- _Supplied passage_
Hello 2022! Looking back on trends from the past few years and talking with other marketing professionals and agency owners, I thought about some of the trends that showed up across this industry—both expected and not—and how these might play out in marketing and our regional economy.
I’m an “armchair economist” regarding marketing and technology. I have no credentials in economics other than a love for the subject and at least a couple of decades of close observation. Also, similar to an ardent sports fan, I often yell at the screen and harbor a belief that it affects outcomes. It’s just a different screen.
So, here are three trends and my correlating predictions that I’ll be yelling from my armchair.
Trend/Prediction #1:
Traditional media had a big comeback in spend. It won’t last.
This was a surprise to other marketing professionals and me. At first, I thought it was a localized trend. Still, an annual agency survey from Second Wind (a small to mid-size agency resource) showed a 7.2% average increase in traditional media spend in 2020. Many agency owners in my circle attribute this to two things. The first is that the CARES Act dumped money into communities to help educate the public and fight COVID-19, among other pandemic-related issues. A percentage of that was allocated toward traditional media to reach more audiences with broader messages. Some businesses also had extra PPP funds that gave them a little extra leeway in their budgets.
My second theory is that the over-proliferation of subpar digital ad content and the grip Google and Facebook have on the market (52% of the digital ad spend dollars) has reached oversaturation. As a result, many marketers haven’t moved beyond the two easiest platforms to reach people on, even as their effectiveness declines. Couple that with Apple’s privacy moves and Google’s continued threat to steal your cookies, and marketers are looking to other methods.
PREDICTION: This trend will level off in about a year to a year and a half, and then sharply decline to pre-pandemic spend (or less) as more realize the accessibility of other platforms. Eventually, funds related to CARES and ARPA and remaining PPP funds are going to dry up. This is an opportunity for marketers to see if their efforts in any of these mediums have borne fruit, analyze the ROI on the spend, and then reformulate their budgets with a healthy mix that reaches their audiences better.
Trend/Prediction #2:
Tech investors and users demand more proof of concept. Platforms will focus on delivery rather than flash.
On a more extreme scale, fallen tech superstars like Elizabeth Holmes (Theranos) and Adam Neumann (no relation!) (WeWork) are the witches we burn at the stake of ingenuity. Irresponsible actions and investor losses will take their toll on the broader innovation community, forcing entrepreneurs and start-ups to prove more than a minimal viable product before the money flows.

- _Task to carry out_
Pick up the piece on marketing trends and predictions after its last sentence and keep writing it. The records below were taken from a separate source and have no connection to the text above.

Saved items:
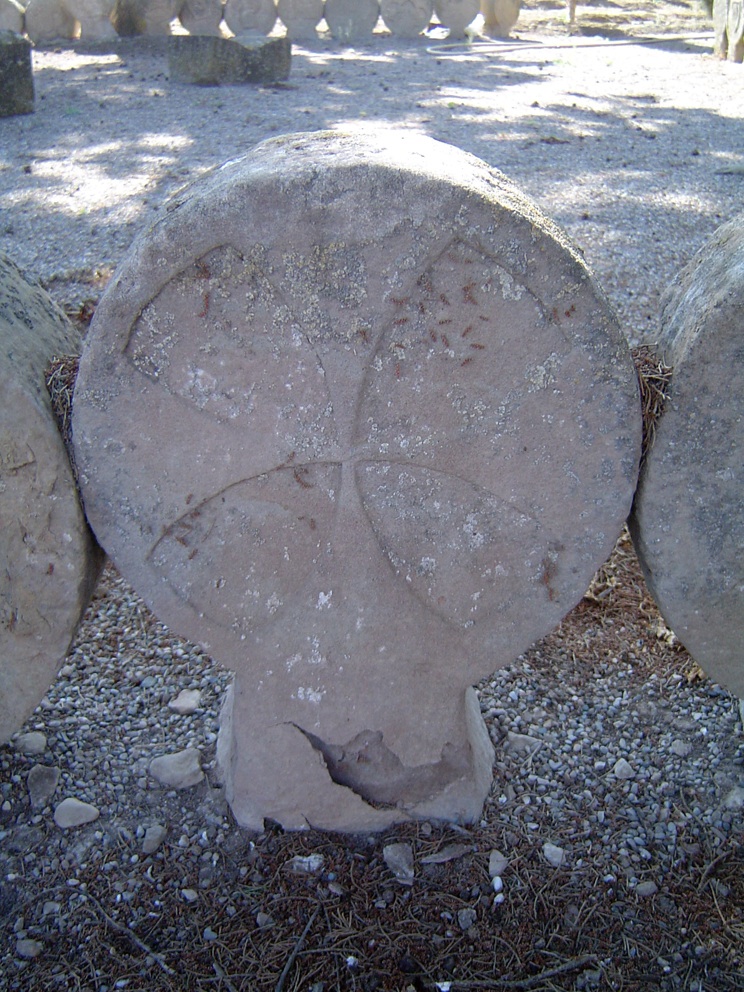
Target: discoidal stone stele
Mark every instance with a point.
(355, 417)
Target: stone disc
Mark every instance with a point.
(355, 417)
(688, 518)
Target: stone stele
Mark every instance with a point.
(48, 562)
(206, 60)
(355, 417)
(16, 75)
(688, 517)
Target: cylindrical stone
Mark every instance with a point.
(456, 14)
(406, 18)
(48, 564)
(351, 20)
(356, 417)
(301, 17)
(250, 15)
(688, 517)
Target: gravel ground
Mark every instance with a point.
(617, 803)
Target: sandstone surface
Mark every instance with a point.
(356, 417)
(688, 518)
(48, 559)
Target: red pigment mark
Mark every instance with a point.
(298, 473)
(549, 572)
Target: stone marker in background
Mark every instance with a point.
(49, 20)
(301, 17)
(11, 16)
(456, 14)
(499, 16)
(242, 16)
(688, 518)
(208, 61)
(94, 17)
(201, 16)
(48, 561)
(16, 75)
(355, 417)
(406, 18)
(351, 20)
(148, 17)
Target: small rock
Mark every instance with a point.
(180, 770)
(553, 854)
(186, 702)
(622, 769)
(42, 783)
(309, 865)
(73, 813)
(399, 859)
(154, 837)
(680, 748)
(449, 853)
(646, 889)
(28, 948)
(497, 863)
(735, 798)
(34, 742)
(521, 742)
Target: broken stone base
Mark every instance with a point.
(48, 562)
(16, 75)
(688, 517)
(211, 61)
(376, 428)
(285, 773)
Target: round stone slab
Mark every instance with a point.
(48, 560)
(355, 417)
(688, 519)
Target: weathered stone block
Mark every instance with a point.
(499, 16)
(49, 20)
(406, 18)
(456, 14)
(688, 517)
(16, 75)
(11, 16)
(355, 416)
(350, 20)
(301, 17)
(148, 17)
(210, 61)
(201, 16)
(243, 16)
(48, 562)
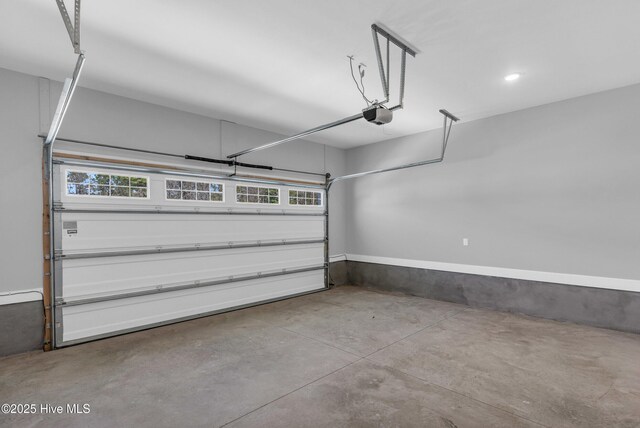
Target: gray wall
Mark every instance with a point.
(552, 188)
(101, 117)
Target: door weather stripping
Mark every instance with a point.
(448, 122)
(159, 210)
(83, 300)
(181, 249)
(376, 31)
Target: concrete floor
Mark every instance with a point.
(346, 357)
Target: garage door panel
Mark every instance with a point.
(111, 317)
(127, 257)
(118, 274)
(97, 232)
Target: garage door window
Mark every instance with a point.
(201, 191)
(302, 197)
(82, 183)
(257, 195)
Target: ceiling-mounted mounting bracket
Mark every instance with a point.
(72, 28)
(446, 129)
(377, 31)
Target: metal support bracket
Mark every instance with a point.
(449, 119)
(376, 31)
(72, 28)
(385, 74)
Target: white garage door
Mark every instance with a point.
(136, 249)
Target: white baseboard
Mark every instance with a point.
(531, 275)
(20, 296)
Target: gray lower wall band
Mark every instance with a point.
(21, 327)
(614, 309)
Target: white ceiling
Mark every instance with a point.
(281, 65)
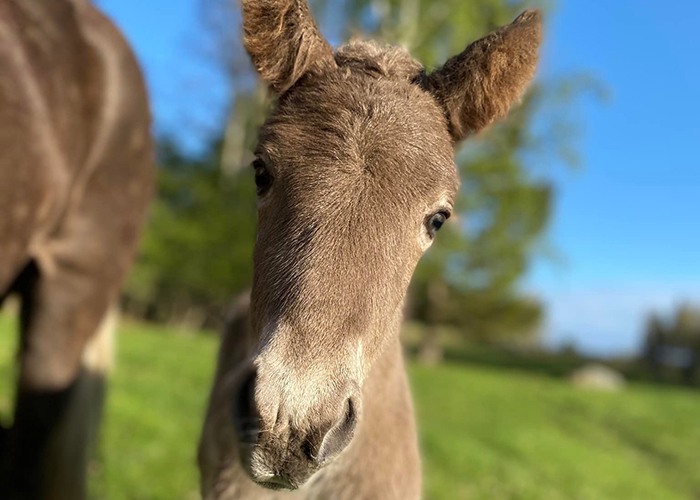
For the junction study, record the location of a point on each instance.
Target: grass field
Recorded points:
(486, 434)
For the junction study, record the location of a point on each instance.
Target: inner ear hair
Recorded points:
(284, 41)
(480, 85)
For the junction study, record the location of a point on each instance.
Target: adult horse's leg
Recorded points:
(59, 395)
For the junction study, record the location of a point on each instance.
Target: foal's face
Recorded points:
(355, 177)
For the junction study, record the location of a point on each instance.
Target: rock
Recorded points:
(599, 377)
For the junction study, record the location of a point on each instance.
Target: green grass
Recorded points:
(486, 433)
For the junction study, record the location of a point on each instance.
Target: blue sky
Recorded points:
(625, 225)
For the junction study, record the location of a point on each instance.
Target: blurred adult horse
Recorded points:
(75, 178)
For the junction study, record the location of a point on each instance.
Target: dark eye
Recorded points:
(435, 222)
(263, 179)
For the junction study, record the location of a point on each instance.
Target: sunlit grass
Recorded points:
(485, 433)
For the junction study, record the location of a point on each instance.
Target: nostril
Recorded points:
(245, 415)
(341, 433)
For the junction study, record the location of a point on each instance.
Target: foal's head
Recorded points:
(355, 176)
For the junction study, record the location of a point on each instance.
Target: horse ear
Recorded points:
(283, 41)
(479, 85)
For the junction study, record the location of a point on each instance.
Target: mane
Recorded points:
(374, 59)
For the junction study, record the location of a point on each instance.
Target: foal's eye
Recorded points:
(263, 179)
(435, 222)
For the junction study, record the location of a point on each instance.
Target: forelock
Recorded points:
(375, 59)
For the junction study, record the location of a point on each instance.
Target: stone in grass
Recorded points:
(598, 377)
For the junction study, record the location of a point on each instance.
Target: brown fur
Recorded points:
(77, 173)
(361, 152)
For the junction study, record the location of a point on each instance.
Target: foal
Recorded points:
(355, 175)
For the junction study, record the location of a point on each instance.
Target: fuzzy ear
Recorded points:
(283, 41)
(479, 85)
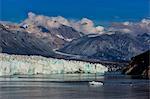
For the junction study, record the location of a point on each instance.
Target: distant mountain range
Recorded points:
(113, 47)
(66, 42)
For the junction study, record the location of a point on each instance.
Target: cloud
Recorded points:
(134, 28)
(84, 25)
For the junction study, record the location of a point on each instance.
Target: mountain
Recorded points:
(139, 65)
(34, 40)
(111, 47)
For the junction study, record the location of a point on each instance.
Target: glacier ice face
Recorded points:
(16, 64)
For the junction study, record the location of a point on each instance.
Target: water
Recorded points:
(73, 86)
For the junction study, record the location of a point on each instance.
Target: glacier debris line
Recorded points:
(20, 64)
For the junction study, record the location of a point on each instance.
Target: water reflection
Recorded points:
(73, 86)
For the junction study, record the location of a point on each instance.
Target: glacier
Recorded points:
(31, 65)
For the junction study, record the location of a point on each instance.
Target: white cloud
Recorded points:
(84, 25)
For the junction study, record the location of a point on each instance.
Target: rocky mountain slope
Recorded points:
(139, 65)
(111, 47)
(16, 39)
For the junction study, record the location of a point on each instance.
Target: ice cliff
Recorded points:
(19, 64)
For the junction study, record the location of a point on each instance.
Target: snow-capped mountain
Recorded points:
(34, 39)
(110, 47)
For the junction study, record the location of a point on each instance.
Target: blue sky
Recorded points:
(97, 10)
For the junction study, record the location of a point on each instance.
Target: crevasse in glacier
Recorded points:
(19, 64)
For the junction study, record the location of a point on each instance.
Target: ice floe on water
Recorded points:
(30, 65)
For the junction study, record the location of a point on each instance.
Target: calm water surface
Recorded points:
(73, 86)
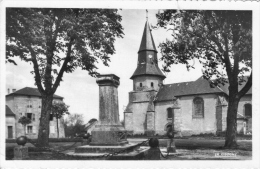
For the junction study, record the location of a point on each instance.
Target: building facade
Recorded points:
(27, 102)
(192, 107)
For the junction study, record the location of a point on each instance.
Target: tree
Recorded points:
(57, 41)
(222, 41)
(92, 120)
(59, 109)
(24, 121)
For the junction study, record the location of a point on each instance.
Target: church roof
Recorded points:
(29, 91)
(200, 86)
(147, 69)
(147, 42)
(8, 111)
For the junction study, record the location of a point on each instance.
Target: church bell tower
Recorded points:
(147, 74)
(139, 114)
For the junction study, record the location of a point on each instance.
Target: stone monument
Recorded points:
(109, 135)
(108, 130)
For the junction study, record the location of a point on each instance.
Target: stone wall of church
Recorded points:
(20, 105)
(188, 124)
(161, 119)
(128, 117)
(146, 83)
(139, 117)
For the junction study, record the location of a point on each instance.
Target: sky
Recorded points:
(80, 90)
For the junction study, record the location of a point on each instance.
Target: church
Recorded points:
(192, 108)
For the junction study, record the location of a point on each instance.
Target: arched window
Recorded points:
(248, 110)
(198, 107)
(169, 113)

- _Answer for the task_
When you think fraud, everyone thinks Theranos and WeWork.
It’s been too easy for intelligent and charismatic people to talk over people’s heads and wow them with features and capabilities that sound life-changing, even when they are well-meaning and believe the tech will catch up to the promise. On a far less extreme level, everyday platforms that companies invest resources in but suddenly find features lacking, under-delivering, or unavailable without significant additional investment will begin to collapse.
PREDICTION: The requirement of plain language and proof of performance will lead to improvements in existing platforms, reduce the number of sham tech companies, but stifle some innovation by depressing investor risk tolerance.
Trend/Prediction #3:
(This one’s a stretch) The death of the inbox.
Before you say, “that’s crazy talk,” hear me out. Ask yourself how much your email inbox causes you frustration and anxiety. Most of us dread our email, let it overwhelm us, treat it like our to-do list and let email dust-bunnies accumulate there.
Those who are proponents of “Inbox Zero”—good for you. I look forward to your TED Talk. For the rest of the world, email has become a swamp that we spend a lot of time managing or avoiding. It’s filled with newsletters and updates we don’t want, is disorganized and makes sense only when needed. Couple that with the multitude of ways we receive messages and ways to avoid spam, and we unconsciously migrate to other platforms.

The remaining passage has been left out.